**What is needed**
Check each line of the records below for the word "bare" and give the number of lines that have it, with nothing added.

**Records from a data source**
★ ★ ★

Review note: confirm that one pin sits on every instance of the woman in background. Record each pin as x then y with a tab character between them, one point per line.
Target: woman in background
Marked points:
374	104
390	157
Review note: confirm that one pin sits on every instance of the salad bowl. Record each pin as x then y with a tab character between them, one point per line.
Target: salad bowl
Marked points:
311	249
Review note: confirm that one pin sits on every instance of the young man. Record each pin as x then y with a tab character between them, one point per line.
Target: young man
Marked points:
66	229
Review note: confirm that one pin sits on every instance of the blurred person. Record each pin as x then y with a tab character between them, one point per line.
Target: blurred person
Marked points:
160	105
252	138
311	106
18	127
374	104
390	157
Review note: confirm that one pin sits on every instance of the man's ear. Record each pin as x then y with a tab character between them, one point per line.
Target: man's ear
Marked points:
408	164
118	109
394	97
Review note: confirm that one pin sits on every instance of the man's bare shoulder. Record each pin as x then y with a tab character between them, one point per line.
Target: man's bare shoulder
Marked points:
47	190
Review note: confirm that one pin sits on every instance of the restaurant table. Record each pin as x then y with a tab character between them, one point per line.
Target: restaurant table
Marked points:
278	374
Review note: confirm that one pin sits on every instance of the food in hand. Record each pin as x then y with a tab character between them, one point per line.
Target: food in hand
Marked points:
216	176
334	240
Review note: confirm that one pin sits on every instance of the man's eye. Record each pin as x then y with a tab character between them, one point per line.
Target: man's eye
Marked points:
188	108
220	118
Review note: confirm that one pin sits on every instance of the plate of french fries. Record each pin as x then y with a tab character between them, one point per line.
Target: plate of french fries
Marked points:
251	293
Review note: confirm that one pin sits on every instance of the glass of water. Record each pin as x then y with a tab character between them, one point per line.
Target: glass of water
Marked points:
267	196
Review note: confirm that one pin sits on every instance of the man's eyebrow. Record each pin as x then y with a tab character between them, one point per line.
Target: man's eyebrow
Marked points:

★ ★ ★

**Answer to this task**
2